**PASSAGE TO READ**
-*-
## Saturday, March 3, 2018

### Fast small prime checker in golang

Anyone who does any crypto coding knows that the ability to generate and test prime numbers is important.  A search through the golang crypto packages didn't turn up any function to check if a number is prime.  The "math/big" package has a ProbablyPrime function, but the documentation is unclear on what value of n to use so it is "100% accurate for inputs less than 2⁶⁴".  For the Ethereum miner I am writing, I need a function to check numbers less than 26-bits, so I decided to write my own.

Since int32 is large enough for the biggest number I'll be checking, and 32-bit integer division is usually faster than 64-bit, even on 64-bit platforms, I wrote my prime checking function to take a uint32.  A basic prime checking function will usually test odd divisors up to the square root of N, skipping all even numbers (multiples of two).  My prime checker is slightly more optimized by skipping all multiples of 3.  Here's the code:
func i32Prime(n uint32) bool {
//    if (n==2)||(n==3) {return true;}
if n%2 == 0 { return false }
if n%3 == 0 { return false }
sqrt := uint32(math.Sqrt(float64(n)))
for i := uint32(5); i <= sqrt; i += 6 {
if n%i == 0 { return false }
if n%(i+2) == 0 { return false }
}
return true
}

My code will never call isPrime with small numbers, so I have the first line that checks for two or three commented out.  In order to test and benchmark the function, I wrote prime_test.go.  Run the tests with "go test prime_test.go -bench=. test".  For numbers up to 22 bits, i32Prime is one to two orders of magnitude faster than ProbablyPrime(0).  In absolute terms, on a Celeron G1840 using a single core, BenchmarkPrime reports 998 ns/op.  I considered further optimizing the code to skip multiples of 5, but I don't think the ~20% speed improvement is worth the extra code complexity.
-*-
**WORK TO BE COMPLETED**
Can you rewrite the prime checker post from "My code will" up to and including "extra code complexity.", putting "single thread" wherever "single core" appears?
-*-
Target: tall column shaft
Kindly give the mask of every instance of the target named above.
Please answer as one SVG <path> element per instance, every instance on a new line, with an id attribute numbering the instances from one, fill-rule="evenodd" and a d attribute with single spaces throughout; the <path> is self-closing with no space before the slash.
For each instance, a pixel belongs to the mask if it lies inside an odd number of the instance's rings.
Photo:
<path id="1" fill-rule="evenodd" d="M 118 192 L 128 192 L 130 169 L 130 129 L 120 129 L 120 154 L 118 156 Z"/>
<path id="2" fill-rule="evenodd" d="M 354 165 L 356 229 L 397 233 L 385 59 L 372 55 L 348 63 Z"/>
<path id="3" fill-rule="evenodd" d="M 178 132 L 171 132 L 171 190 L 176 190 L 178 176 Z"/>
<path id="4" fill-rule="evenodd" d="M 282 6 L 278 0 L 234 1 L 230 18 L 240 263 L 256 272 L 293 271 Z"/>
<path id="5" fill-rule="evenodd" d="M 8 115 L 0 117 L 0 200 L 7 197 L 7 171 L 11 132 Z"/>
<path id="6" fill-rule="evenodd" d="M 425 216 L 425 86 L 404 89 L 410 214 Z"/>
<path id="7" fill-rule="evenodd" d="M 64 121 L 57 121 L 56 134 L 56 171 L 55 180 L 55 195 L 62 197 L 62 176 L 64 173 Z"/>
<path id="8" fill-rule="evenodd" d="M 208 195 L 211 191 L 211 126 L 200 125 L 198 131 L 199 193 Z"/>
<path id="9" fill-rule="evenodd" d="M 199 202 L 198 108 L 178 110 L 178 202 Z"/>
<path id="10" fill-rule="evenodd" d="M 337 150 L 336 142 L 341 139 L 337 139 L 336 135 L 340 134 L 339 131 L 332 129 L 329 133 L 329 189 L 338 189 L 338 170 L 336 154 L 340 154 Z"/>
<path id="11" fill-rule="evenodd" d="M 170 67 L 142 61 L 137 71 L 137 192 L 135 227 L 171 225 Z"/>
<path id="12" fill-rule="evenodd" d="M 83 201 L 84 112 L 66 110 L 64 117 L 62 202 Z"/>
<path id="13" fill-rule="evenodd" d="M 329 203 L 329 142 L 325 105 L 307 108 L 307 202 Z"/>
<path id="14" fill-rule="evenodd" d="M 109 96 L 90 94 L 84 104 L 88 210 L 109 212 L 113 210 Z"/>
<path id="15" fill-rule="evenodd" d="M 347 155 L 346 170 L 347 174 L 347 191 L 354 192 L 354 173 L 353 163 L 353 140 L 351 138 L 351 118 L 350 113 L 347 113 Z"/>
-*-
**RESPONSE TO THIS TASK**
My code will never call isPrime with small numbers, so I have the first line that checks for two or three commented out.  In order to test and benchmark the function, I wrote prime_test.go.  Run the tests with "go test prime_test.go -bench=. test".  For numbers up to 22 bits, i32Prime is one to two orders of magnitude faster than ProbablyPrime(0).  In absolute terms, on a Celeron G1840 using a single thread, BenchmarkPrime reports 998 ns/op.  I considered further optimizing the code to skip multiples of 5, but I don't think the ~20% speed improvement is worth the extra code complexity.